##### SUPPLIED INFORMATION

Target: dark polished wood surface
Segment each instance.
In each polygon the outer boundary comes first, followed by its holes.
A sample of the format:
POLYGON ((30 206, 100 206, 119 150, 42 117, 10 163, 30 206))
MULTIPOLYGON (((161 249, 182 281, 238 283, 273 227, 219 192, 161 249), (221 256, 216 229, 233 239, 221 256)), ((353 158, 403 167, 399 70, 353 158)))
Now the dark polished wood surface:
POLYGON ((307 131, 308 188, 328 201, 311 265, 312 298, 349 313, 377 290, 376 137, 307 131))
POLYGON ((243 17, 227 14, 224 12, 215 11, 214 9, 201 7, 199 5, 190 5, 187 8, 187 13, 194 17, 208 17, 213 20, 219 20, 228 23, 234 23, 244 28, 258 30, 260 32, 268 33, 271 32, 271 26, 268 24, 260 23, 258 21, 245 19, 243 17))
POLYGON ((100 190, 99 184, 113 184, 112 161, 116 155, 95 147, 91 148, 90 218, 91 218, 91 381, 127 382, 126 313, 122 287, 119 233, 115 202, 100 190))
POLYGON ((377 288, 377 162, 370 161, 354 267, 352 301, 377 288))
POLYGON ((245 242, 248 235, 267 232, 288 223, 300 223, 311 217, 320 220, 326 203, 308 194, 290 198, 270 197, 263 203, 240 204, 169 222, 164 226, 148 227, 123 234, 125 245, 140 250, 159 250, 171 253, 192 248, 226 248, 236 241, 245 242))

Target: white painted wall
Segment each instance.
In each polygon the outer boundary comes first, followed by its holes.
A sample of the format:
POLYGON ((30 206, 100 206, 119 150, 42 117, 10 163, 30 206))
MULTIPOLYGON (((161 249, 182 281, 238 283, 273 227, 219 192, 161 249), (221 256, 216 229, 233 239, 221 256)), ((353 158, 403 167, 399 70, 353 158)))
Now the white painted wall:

##########

• **PROBLEM TO SOLVE**
The only acceptable answer is the full set of entries, repeated exactly.

• **EXERCISE OUTPUT**
Target: dark polished wood surface
Segment each instance.
In each polygon the outer boundary comes first, followed by its holes.
A sample of the format:
POLYGON ((30 206, 100 206, 119 150, 42 117, 10 163, 30 206))
MULTIPOLYGON (((161 249, 182 281, 238 283, 273 227, 219 192, 161 249), (221 256, 216 229, 233 239, 221 256)), ((353 158, 403 167, 399 70, 353 158)))
Now the dark polished wood surface:
POLYGON ((307 131, 308 188, 328 201, 311 265, 312 298, 349 313, 377 290, 376 137, 307 131))
POLYGON ((243 17, 227 14, 224 12, 215 11, 214 9, 201 7, 199 5, 190 5, 187 8, 187 13, 194 17, 208 17, 213 20, 219 20, 228 23, 234 23, 244 28, 258 30, 260 32, 268 33, 271 32, 271 26, 268 24, 260 23, 258 21, 245 19, 243 17))
POLYGON ((100 190, 99 184, 113 184, 112 161, 116 155, 95 147, 91 148, 90 218, 91 218, 91 381, 127 382, 126 313, 122 287, 119 233, 115 202, 100 190))
POLYGON ((377 288, 377 162, 370 161, 354 267, 352 301, 377 288))
POLYGON ((245 242, 248 235, 267 232, 288 223, 300 223, 311 217, 320 220, 326 203, 308 194, 290 198, 270 197, 263 203, 240 204, 169 222, 164 226, 148 227, 123 234, 125 245, 140 250, 159 250, 171 253, 192 248, 226 248, 236 241, 245 242))

Target: white painted wall
Segment each instance.
In each polygon the outer boundary comes first, followed by its holes.
A sample of the format:
POLYGON ((30 206, 100 206, 119 150, 42 117, 10 163, 30 206))
MULTIPOLYGON (((161 249, 182 281, 238 283, 273 227, 219 192, 161 249), (221 256, 216 229, 233 239, 221 256)), ((353 158, 403 167, 399 70, 353 158)))
Now the white painted wall:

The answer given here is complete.